# Exercise description:
Whatever lines the data contains, output all of them unchanged.

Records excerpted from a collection
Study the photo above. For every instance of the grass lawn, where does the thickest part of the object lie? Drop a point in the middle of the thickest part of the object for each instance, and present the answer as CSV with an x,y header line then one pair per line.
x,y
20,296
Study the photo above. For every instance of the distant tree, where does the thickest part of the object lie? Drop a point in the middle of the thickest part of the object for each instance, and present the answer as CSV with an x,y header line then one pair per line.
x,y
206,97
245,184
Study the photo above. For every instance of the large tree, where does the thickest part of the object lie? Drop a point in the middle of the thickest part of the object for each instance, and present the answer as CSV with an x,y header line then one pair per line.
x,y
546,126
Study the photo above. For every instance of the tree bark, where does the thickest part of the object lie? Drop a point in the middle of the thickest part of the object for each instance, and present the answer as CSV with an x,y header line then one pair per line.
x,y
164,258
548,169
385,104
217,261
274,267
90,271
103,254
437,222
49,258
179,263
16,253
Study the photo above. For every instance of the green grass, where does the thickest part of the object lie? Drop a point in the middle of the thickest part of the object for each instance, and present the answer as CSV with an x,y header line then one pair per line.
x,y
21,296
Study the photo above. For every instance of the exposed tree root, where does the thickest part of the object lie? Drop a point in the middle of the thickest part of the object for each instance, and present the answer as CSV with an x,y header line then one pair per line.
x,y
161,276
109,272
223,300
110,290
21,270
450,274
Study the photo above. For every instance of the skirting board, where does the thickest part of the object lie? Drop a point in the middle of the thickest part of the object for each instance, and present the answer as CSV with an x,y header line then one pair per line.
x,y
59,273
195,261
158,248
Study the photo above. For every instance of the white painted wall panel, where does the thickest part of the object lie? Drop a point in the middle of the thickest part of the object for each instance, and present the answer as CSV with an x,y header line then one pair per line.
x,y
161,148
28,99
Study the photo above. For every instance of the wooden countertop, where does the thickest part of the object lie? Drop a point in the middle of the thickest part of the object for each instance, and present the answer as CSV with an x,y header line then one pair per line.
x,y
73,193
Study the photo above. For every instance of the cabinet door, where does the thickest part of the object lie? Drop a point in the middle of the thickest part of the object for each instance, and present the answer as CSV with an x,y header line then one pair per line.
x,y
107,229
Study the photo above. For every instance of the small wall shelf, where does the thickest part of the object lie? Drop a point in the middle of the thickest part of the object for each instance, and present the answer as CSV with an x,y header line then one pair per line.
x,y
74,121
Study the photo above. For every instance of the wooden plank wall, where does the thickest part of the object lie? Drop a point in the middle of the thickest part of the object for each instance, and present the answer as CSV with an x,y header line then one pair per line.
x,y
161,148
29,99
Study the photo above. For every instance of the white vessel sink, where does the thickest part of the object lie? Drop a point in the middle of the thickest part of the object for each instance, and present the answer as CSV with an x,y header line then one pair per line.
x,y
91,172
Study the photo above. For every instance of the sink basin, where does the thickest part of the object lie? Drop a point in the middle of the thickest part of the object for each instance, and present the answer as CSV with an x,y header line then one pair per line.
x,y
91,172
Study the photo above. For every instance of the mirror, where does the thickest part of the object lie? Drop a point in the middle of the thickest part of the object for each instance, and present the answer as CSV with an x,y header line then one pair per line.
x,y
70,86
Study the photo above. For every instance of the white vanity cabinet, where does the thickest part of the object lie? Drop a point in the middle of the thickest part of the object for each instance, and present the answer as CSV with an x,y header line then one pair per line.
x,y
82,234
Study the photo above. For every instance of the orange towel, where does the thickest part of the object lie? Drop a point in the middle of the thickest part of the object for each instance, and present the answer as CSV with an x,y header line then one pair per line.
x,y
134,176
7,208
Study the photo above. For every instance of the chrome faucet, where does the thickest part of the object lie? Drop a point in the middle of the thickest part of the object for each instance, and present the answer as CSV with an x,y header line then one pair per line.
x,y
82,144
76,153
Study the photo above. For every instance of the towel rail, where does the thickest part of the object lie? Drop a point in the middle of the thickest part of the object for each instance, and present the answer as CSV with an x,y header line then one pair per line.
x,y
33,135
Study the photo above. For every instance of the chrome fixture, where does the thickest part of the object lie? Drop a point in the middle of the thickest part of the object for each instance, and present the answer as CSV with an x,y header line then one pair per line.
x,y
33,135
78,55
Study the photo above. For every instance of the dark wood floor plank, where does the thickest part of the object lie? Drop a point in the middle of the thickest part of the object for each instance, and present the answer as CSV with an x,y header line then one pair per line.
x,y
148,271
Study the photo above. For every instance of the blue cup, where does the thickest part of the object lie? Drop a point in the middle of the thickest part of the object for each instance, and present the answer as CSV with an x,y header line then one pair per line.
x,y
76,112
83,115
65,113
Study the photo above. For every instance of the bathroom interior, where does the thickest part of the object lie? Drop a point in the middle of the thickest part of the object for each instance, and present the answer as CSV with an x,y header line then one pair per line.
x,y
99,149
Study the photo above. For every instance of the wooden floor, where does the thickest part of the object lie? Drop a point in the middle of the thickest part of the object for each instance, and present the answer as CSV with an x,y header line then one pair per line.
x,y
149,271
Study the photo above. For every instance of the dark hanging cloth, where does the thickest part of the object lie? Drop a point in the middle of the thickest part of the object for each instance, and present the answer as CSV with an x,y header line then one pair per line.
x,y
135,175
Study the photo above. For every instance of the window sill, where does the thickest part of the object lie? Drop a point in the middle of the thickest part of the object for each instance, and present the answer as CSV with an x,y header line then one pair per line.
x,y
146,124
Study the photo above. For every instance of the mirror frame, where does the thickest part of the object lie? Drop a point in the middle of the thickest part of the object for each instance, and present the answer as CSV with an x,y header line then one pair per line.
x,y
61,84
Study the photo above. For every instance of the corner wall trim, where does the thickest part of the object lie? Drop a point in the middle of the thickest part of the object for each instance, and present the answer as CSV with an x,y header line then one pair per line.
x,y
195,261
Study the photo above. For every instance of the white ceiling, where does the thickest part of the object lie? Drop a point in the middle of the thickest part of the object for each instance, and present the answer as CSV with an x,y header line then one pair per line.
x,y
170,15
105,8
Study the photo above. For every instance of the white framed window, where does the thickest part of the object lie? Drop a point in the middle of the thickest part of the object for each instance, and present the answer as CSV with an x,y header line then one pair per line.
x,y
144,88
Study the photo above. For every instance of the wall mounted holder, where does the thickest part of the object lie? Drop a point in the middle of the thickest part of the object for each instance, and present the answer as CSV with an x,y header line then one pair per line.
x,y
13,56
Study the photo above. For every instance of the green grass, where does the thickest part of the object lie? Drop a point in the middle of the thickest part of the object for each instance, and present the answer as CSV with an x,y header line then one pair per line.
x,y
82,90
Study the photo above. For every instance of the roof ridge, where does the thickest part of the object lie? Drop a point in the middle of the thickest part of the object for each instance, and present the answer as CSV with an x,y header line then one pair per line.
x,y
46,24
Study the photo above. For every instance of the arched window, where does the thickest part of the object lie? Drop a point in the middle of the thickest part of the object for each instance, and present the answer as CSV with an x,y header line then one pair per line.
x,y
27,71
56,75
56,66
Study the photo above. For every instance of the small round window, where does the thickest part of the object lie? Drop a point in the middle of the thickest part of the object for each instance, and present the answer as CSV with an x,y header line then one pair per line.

# Answer to this task:
Study the photo above. For every instance of the grass lawn, where does the thickest part of the object lie? Drop a point in the middle of the thickest part of the object for each instance, and present the answer as CSV with an x,y header line then one pair per line.
x,y
20,296
Study the photo above. For every instance of the distant tree, where does the thickest part of the object lie? Drop a point in the middle of the thickest part of the object for each instance, and present the answer as CSV with an x,y header line then one pair per line.
x,y
206,97
245,184
Study the photo above. For every instance of the large tree, where does the thickest part of the object lie? Drop a point in the middle of the thickest part of the object for each instance, and present the answer as CSV with an x,y header line then one pair per line.
x,y
546,126
Study the photo above. For every instance of the tree bark, where does the thickest part of the object lie? Drop a point in the middle of the thickest part of the object for each instance, and present the answer as CSV with an x,y header line then one pair per line.
x,y
164,258
548,169
385,104
217,261
274,267
90,271
103,254
437,222
49,258
179,263
16,253
Study the photo above. For every instance of the green grass, where does the thickest part of the object lie? Drop a point in the middle of the thickest part of the object for each instance, and present the answer as CSV with an x,y header line then one pair per line.
x,y
21,296
Study the photo above. For every instance of the exposed tree root, where does the thickest part of the object lie? Drop a point in the middle of the thickest part of the object for each instance, and present the answer as CSV with an x,y header line then one pair per line.
x,y
161,276
109,272
223,300
110,290
21,270
450,274
Study the photo above. For every instance of the skirting board, where does the thickest part of the object lie? Drop a point in the middle of the thickest part of the object for each instance, and present the answer as CSV with an x,y header line then one pair per line.
x,y
59,273
195,261
158,248
Study the photo above. For every instance of the white painted wall panel, where does the thickest part of the object lie? Drop a point in the middle of the thickest part of the object for each instance, and present the answer as CSV with an x,y header line then one pair per line.
x,y
161,148
28,99
Study the photo above. For every instance of the wooden countertop, where does the thickest part of the object lie? Drop a point in the middle of the thickest part of the object for each instance, and present the answer as CSV with an x,y header line then one pair per line.
x,y
73,193
Study the photo above. For every instance of the cabinet door, where does the thickest part of the object lie? Drop a point in the middle of the thickest part of the object for each instance, and present the answer as CSV with an x,y header line then one pair per line.
x,y
107,229
Study the photo above. For every instance of the small wall shelf, where does the thickest part of the object lie? Drop a point in the middle of the thickest part of the object for each instance, and present the answer as CSV with an x,y header line then one pair per line.
x,y
74,121
Study the photo above. For every instance of the wooden plank wall, where does the thickest part of the object lie? Drop a point in the middle of the thickest part of the object for each instance, and present the answer as CSV with an x,y header line then one pair per line.
x,y
161,148
29,99
Study the photo above. For every instance of the white vessel sink, where does the thickest part of the object lie? Drop a point in the middle of the thickest part of the object for each instance, and present the answer as CSV with an x,y header line then one pair per line.
x,y
91,172
Study the photo above. For every instance of the sink basin, where does the thickest part of the object lie? Drop a point in the middle of the thickest part of the object for each instance, and present the answer as CSV with an x,y header line then one pair per line.
x,y
91,172
Study the photo above. For every instance of the mirror, where does the thickest part of the object lie? Drop a point in the middle of the thickest part of the object for each instance, and present the answer as CSV with an x,y header line then one pair per line.
x,y
70,86
Study the photo above. For every instance of the white vanity cabinet, where does the thickest part of the object lie? Drop a point in the middle of the thickest part of the object for each instance, and present the answer as CSV with an x,y header line then one pair per line.
x,y
82,234
Study the photo above. For every instance of the orange towel, where does the thickest part of the object lie? Drop a point in the middle of the thickest part of the object for each instance, and present the answer as CSV with an x,y header line then one pair per line.
x,y
134,176
7,208
Study the photo above. For every instance of the chrome faucet, where does the thickest part of the object lie? Drop a point in the middle of the thickest part of the object for each instance, and present the answer as CSV with an x,y header line then one pair per line.
x,y
82,144
76,153
Study the photo above. For every instance of the towel rail, where does the thickest part of the object lie? Drop a point in the middle of the thickest part of the object for each instance, and present the answer as CSV with an x,y header line then one pair per line.
x,y
33,135
Study the photo above. For every instance of the chrome fixture, where does the thickest part of the object lie? Drop a point in the middle of the thickest part of the object for each instance, and present the answer as CSV with an x,y header line then one pair per line.
x,y
33,135
78,55
Study the photo above. For every instance of the dark wood floor plank, where does the thickest part of the object lie? Drop a point in the middle of the thickest part of the object for each instance, and present the answer as CSV with an x,y header line then one pair per line.
x,y
148,271
Study the photo above. For every instance of the blue cup, where does the thickest part of the object lie? Drop a point in the middle of the thickest part of the object for each instance, and present the answer as CSV with an x,y header line then one pair per line.
x,y
76,112
83,115
65,113
Study the photo above. For every instance of the bathroom interior, where does the thickest part of the object lie? Drop a point in the middle of the thickest part of the object for each instance, and present the answer as CSV with an x,y header line then one pair per line.
x,y
99,149
Study the photo above. For every instance of the wooden floor, where does the thickest part of the object lie? Drop a point in the middle of the thickest part of the object for each instance, and present the answer as CSV with an x,y header line then one pair per line.
x,y
149,271
Study the photo above. For every instance of the dark hanging cloth, where does the thickest part of the object lie? Drop a point in the middle of the thickest part of the object for each instance, and present the answer as CSV with an x,y header line then one pair per line.
x,y
135,175
Study the photo above. For every instance of the window sill, where does the thickest part of the object lie? Drop a point in the middle of the thickest part of the object for each instance, and present the answer as CSV with an x,y header line then one pair per line.
x,y
146,124
Study the photo above. For every instance of the mirror frame, where does the thickest part of the object lie? Drop a point in the middle of the thickest part of the object for each instance, and present the answer as CSV with an x,y header line then one pair per line.
x,y
61,84
Study the photo above. For every instance of the corner wall trim, where does the thickest part of the object lie? Drop a point in the middle of the thickest part of the object for each instance, and present the answer as CSV with an x,y header line then one pair per line.
x,y
195,261
Study the photo above. For every instance of the white ceiling, where does the thickest part of the object lie? Drop a point in the middle of the thickest part of the object for each instance, and present the answer as CSV with an x,y header line then one pair per line.
x,y
170,15
105,8
Study the photo above. For every instance of the white framed window, where does the thickest part of the object lie? Drop a point in the middle of the thickest part of the object for each instance, and present the answer as CSV with an x,y header line then one pair per line.
x,y
144,88
Study the photo above. For every instance of the wall mounted holder, where does the thickest part of the object lie? Drop a point in the middle of the thickest part of the object for each instance, and present the answer as CSV with an x,y header line then one pair per line.
x,y
13,56
Study the photo above. For every instance of the green grass, where does the thickest part of the object lie? Drop a point in the middle of the thickest part of the object for each instance, and present the answer as CSV with an x,y header line then one pair per line.
x,y
82,90
Study the photo above. For every instance of the roof ridge, where does the thickest part of the object lie? Drop a point in the middle of the thickest part of the object for each instance, and present the answer as CSV with an x,y header line then one pair per line.
x,y
46,24
Study the photo above. For every instance of the arched window, where does the thickest part of the object lie? Drop a point in the middle of the thickest part of the object for each instance, and present the answer as CSV with an x,y header line then one pair per line.
x,y
27,71
56,75
56,66
Study the photo above. For every instance of the small round window, where does the thickest part of the object lie? Drop a point in the middle of the thickest part of the object for each instance, and present the answer as CSV with an x,y header line then one pair per line.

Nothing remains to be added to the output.